**What is being asked:** Rewrite the records below, substituting "marker" for each occurrence of "keypoint" and leaving everything else unchanged.

#### Record set ####

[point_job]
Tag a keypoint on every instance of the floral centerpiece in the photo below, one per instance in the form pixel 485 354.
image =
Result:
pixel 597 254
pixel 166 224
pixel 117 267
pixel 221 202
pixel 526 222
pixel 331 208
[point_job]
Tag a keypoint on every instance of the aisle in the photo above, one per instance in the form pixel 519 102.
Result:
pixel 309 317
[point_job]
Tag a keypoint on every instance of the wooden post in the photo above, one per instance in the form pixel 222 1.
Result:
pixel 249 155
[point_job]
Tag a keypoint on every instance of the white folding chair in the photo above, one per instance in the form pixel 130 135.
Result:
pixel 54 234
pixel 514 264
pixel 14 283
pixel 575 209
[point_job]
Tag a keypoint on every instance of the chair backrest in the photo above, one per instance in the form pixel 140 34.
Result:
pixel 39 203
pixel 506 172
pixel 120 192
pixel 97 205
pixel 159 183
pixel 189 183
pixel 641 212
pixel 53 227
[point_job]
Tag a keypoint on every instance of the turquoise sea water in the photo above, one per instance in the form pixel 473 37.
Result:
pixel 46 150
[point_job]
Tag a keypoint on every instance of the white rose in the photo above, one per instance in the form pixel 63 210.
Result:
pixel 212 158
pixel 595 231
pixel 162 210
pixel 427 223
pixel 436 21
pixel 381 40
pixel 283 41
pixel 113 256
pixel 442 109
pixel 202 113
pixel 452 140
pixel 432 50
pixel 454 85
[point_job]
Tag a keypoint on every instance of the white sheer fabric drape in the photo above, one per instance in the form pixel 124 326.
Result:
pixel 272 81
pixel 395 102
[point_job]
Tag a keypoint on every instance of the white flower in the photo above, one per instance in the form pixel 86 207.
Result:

####

**Correct response:**
[point_job]
Tag a marker on every instance of the floral centerpiece in the photo below, one per instance in the form pixel 485 354.
image =
Result:
pixel 597 254
pixel 166 224
pixel 117 267
pixel 221 202
pixel 526 222
pixel 331 208
[point_job]
Tag a marker on every instance of the aisle in the photo above, one per instance in the form pixel 519 102.
Result:
pixel 309 317
[point_job]
Tag a marker on every instance of the wooden post in the photo above, one per instance in the form pixel 222 1.
Result:
pixel 249 155
[point_job]
Tag a marker on every instance of the white folding chair in the photo above, one per instance in the form pixel 130 135.
Result:
pixel 54 234
pixel 514 264
pixel 14 283
pixel 575 209
[point_job]
Tag a marker on every instance of the chair backrest in the photo above, one per instance in the form pixel 140 34.
Result:
pixel 39 203
pixel 506 172
pixel 120 192
pixel 97 205
pixel 159 183
pixel 189 183
pixel 641 212
pixel 53 227
[point_job]
Tag a marker on every instance of the turquoise sea water in the photo above, one per instance in the form pixel 473 37.
Result:
pixel 46 150
[point_job]
Tag a marker on every instance of the white rose in the photo above, one per instance in the form pixel 63 210.
Result:
pixel 212 158
pixel 595 231
pixel 162 210
pixel 427 223
pixel 436 21
pixel 381 40
pixel 283 41
pixel 113 256
pixel 442 109
pixel 202 113
pixel 452 140
pixel 432 50
pixel 454 85
[point_job]
Tag a marker on every instance of the white sheer fabric drape in the photo above, one per instance in the form pixel 124 326.
Result:
pixel 272 81
pixel 395 102
[point_job]
Tag a marker on every instance of the white flower in the photo above, one per instance in the form pixel 86 207.
Result:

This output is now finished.